Mediaite Confessional: I Was The New Jersey Hacker Mayor’s Campaign Manager

 

In 2009, Dr. Roque was a fresh-faced outsider—a man with no record of corruption (in New Jersey, read: no record of anything whatsoever), a quirky speaker who gave his campaign staff headaches by accidentally quoting Fidel Castro to a group of former Cuban political prisoners and actively surrounding himself with incompetent people with criminal pasts. As manager, there were people I had to kick out of the office four or five times (including an octogenarian who insisted on belting out opera in the office, every day, for hours) before Roque stopped contradicting me, and campaign literature I had to physically toss out the door after rejecting the Photoshop document sent to me multiple times. The most egregious campaign literature I rejected was a letter to the people of West New York in illegible light gray font superimposed over an 8.5 x 11” close-up of Dr. Roque’s face. I threw away eight boxes of copies of that one.

You see, I was 21 and spoke English (a rarity in the campaign and in West New York generally) and had just written a book on New Jersey politics heavily analyzing the tenure of Mayor Vega (my college thesis), none of which qualified me in the eyes of haggard 50-something campaign veterans to speak at the very loud weekly campaign meetings. But I got my literature through eventually—with perfectly normal black font—circumventing the treasurer and waiting for Roque to leave on vacation to be able to do anything. Thankfully, Roque was rather fond of vacations, but even more fond of talking about his vacations. They proved he had money.

It wasn’t till the day an underling independently decided to toss my correspondence with the local papers in the garbage, the day Roque was slated to speak in public and the treasurer yelled profane orders at me to go to Staples, that I quit. I tossed my campaign phone at his medical assistant (the medical and political offices were across from each other) and ran out the door in a huff, my body heavy with August fumes and disillusion and the reality of a sure loss in my first campaign. “The way you’re going and with Christie as governor, you’ll be in jail soon,” I remember saying, or some variation thereof. Given the sabotage of the logistics of the recall campaign by everyone else from my perspective, I expected the loss—and it came (Roque lost the recall bid but became mayor in the next scheduled election). The rest is history after spending my funemployment surfeiting on hours of Glenn Beck and Red Eye as emotional anesthetic, the sort of road that could only lead to Mediaite.

Among the things the treasurer had been doing behind my back, it was later found, was allowing fake names and names of the dead to get on the recall petitions, intentionally or otherwise. But I expected more of perennial loser and unrealistic “evil politician” stock character Mayor Sal Vega, a man rumored to have installed a refrigerator under his desk just for the liquor. A rumor, it is worth noting, that may or may not be true; in the magical realist world of Hudson County, NJ, there is no such thing as true or false, only muddy brown rumor.

§ Problem requirements:
Transcribe the Mediaite Confessional piece above from "You see, I was" up to and including "he had money.".

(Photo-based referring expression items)

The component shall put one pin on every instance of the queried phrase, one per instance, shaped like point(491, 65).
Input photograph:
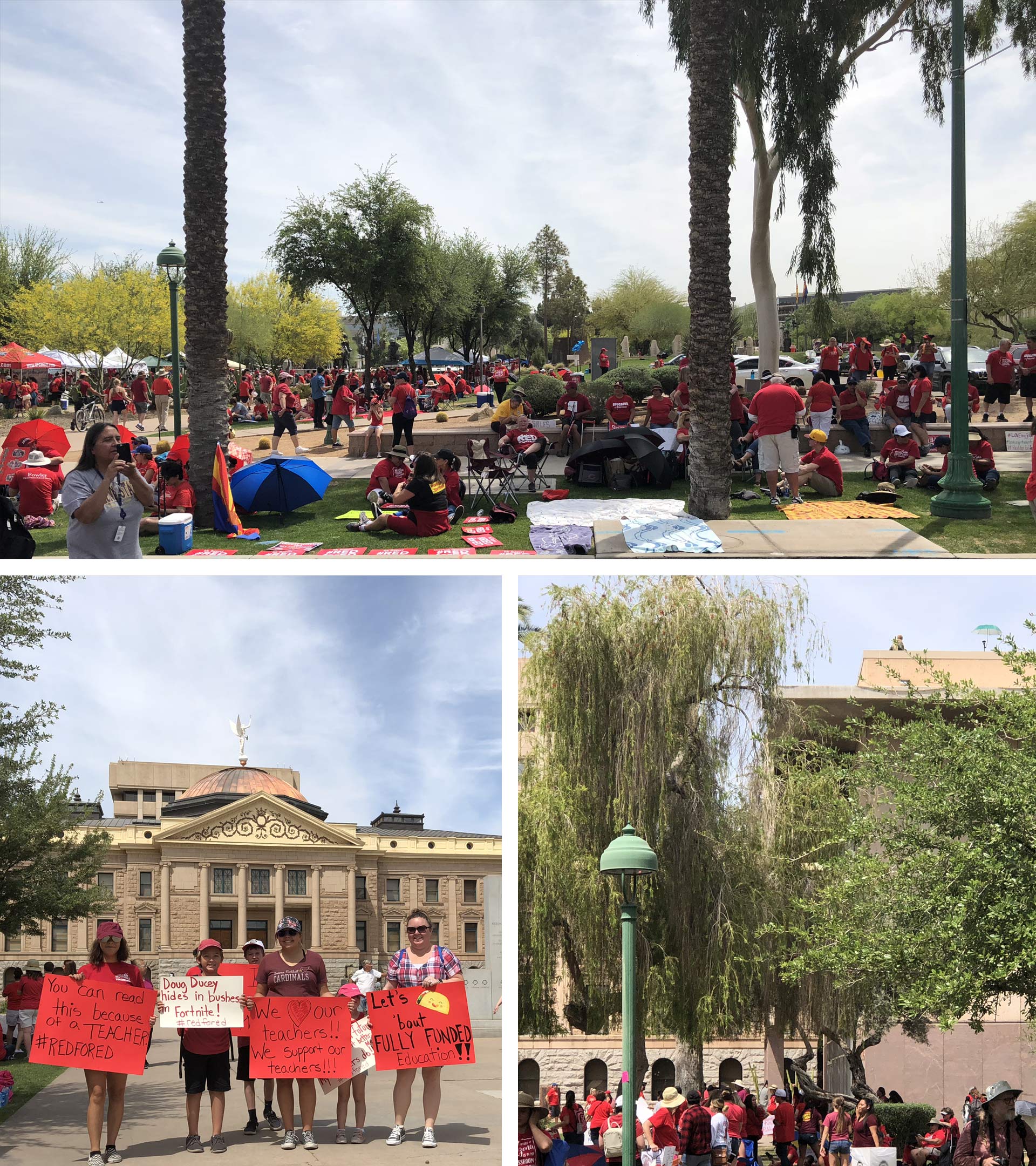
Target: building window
point(223, 930)
point(59, 935)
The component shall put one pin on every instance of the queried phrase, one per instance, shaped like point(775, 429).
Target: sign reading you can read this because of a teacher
point(92, 1025)
point(418, 1028)
point(201, 1002)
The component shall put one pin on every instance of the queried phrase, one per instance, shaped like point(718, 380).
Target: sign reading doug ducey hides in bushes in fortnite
point(92, 1025)
point(415, 1028)
point(301, 1037)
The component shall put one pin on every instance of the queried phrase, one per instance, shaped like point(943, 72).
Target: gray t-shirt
point(97, 540)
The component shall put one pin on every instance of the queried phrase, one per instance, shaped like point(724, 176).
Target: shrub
point(902, 1121)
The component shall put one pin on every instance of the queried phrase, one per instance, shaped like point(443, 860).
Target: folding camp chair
point(486, 472)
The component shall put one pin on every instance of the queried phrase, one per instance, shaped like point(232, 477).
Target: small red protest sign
point(92, 1025)
point(301, 1037)
point(417, 1028)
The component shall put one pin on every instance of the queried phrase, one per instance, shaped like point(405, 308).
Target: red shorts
point(422, 524)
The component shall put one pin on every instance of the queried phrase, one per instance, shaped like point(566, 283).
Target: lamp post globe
point(173, 261)
point(628, 857)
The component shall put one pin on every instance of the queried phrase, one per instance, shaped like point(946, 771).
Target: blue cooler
point(176, 533)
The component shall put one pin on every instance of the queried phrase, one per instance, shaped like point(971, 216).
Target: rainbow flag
point(224, 517)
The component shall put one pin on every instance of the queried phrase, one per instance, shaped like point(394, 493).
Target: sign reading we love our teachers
point(417, 1028)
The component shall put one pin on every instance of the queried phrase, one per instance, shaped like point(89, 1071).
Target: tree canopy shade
point(363, 239)
point(46, 870)
point(650, 696)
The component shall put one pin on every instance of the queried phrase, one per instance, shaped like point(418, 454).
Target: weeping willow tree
point(653, 697)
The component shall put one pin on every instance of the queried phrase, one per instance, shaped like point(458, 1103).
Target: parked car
point(940, 376)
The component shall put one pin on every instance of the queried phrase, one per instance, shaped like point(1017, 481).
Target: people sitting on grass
point(424, 494)
point(387, 476)
point(528, 446)
point(820, 469)
point(900, 454)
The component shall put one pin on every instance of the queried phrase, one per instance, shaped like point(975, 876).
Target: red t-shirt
point(775, 409)
point(621, 409)
point(822, 397)
point(899, 454)
point(1000, 367)
point(37, 486)
point(659, 410)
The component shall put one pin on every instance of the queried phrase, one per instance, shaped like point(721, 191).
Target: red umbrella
point(42, 434)
point(14, 356)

§ Response:
You see, I was 21 and spoke English (a rarity in the campaign and in West New York generally) and had just written a book on New Jersey politics heavily analyzing the tenure of Mayor Vega (my college thesis), none of which qualified me in the eyes of haggard 50-something campaign veterans to speak at the very loud weekly campaign meetings. But I got my literature through eventually—with perfectly normal black font—circumventing the treasurer and waiting for Roque to leave on vacation to be able to do anything. Thankfully, Roque was rather fond of vacations, but even more fond of talking about his vacations. They proved he had money.